Reading text
BEGIN

You see, since Amherst had done worse than Lowell practically every year since they joined the league, and since the UMass trustees decided that maybe supporting one hockey program would be enough, the logical man would deduce that the clock had run out on poor Amherst. But because we’re talking about the UMass trustees, and their unctuous infatuation with the system’s western outpost (a blight on the landscape if there ever was one), logic obviously never entered into it. Instead our beloved River Hawks were forced to fight tooth and nail to keep the program, not once but twice, while the knuckle-dragging nobodies out in Amherst continued to disappoint both on the ice and, we can only assume, their family names. However, Lowell survived, albeit forced to forever wear an horrific slur on its jerseys forever; a vomitous Scarlet Five Letters not easily forgotten.
If anything, any logical observer would have said that it was Amherst, and not Lowell, which deserved the axe. Which was the Johnny-Come-Lately in Hockey East or indeed, hockey period? Which had spent more time in the cellar than Fortunato? Which was spending almost double the money every year for a fraction of the wins? Which was coached by a man who was actually named “Toot” in real life? These are all easily checked off as being Amherst, Amherst, Amherst, and Amherst, respectively, and any reasonable person would have said the more expensive, newer, less successful team coached by a man with a name you couldn’t give a teacup poodle with a straight face would be the one you’d chuck in the incinerator without a second thought to the predictable whining from all six people who actually cared about the program, or even knew of its existence prior to, say, Jon Quick accidentally enrolling there before getting out as soon as humanly possible.
Of course, we can only assume that perhaps the largest determining factor in his decision to get the hell out of Cahoonaville (ugh) at his earliest convenience was not the fact that Amherst is terrible, or his teammates were barely literate, or the attendance at their home games could best be described as resembling a post-apocalyptic scenario in which those forced to sit through the games envied the dead. Instead, the reason that Amherst is the absolute worst place on the face of the earth, past, present and future, is obviously the fans.

END

Description of the task
List every question asked in the passage on Amherst and Lowell hockey.

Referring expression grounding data
BEGIN

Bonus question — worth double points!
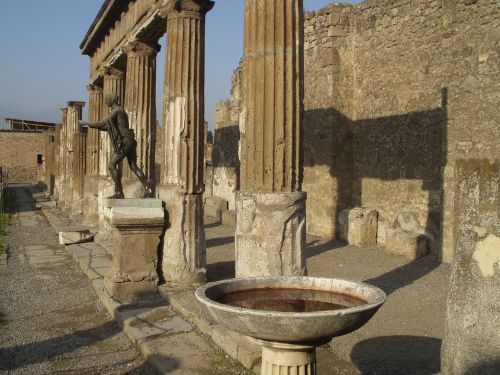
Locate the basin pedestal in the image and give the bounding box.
[104,199,165,303]
[253,339,319,375]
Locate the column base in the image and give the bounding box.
[235,192,307,278]
[158,185,207,285]
[104,199,165,303]
[254,339,316,375]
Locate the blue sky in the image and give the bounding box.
[0,0,359,128]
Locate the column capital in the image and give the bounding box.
[87,83,102,94]
[164,0,215,18]
[99,66,125,79]
[122,40,161,56]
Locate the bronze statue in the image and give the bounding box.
[80,94,153,199]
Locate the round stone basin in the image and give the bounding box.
[196,277,386,343]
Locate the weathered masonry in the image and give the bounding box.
[212,0,500,262]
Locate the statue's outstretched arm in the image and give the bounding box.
[79,120,108,131]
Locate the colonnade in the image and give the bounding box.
[49,0,306,284]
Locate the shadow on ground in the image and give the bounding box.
[0,322,179,374]
[207,260,236,281]
[364,256,441,295]
[305,238,347,258]
[351,336,441,375]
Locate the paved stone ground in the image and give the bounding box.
[0,185,449,375]
[205,218,450,375]
[0,186,153,374]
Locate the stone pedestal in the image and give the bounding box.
[235,192,307,277]
[254,339,316,375]
[339,207,378,246]
[441,159,500,375]
[158,185,207,284]
[104,199,165,302]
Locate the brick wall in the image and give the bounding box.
[0,131,47,183]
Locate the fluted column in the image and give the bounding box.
[86,84,103,176]
[56,108,68,203]
[236,0,306,277]
[99,67,125,176]
[160,0,214,283]
[123,41,160,180]
[66,101,87,207]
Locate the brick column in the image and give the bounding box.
[123,41,160,180]
[66,101,87,207]
[159,0,214,284]
[87,84,103,176]
[236,0,306,277]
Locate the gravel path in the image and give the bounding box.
[0,186,153,374]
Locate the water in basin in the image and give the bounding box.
[217,288,366,312]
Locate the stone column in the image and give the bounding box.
[159,0,214,284]
[99,67,125,176]
[66,101,87,214]
[235,0,306,277]
[56,108,68,205]
[83,84,104,226]
[123,41,160,185]
[441,159,500,375]
[87,84,103,176]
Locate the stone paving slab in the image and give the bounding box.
[43,209,249,375]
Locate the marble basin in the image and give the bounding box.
[196,277,386,344]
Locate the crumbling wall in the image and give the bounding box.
[304,0,500,261]
[352,0,500,261]
[0,131,47,183]
[214,0,500,262]
[303,4,354,236]
[212,68,241,210]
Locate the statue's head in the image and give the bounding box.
[106,94,120,107]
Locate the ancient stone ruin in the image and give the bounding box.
[33,0,500,374]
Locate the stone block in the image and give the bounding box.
[235,192,307,277]
[339,207,378,246]
[204,197,228,220]
[222,210,236,228]
[59,229,94,245]
[104,199,165,303]
[377,217,390,245]
[385,228,429,259]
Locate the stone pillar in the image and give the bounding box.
[99,67,125,176]
[235,0,306,277]
[123,41,160,185]
[56,108,68,205]
[66,101,87,213]
[83,84,104,226]
[441,159,500,375]
[104,199,165,302]
[158,0,214,284]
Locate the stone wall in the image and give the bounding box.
[298,0,500,261]
[0,130,47,183]
[441,159,500,375]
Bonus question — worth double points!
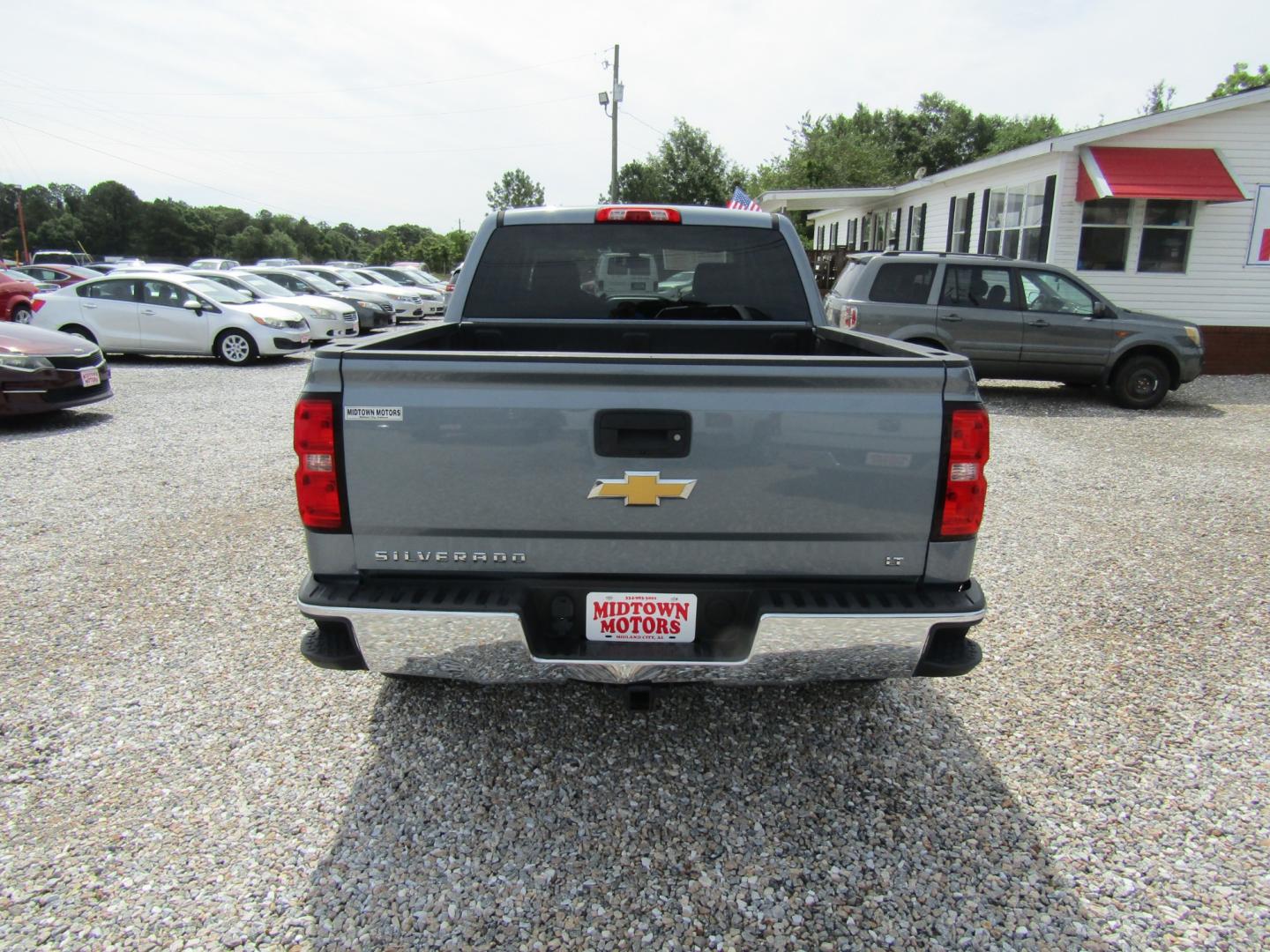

END

Task result
1. Which was the Johnny-Come-Lately in Hockey East or indeed, hockey period?
2. Which had spent more time in the cellar than Fortunato?
3. Which was spending almost double the money every year for a fraction of the wins?
4. Which was coached by a man who was actually named “Toot” in real life?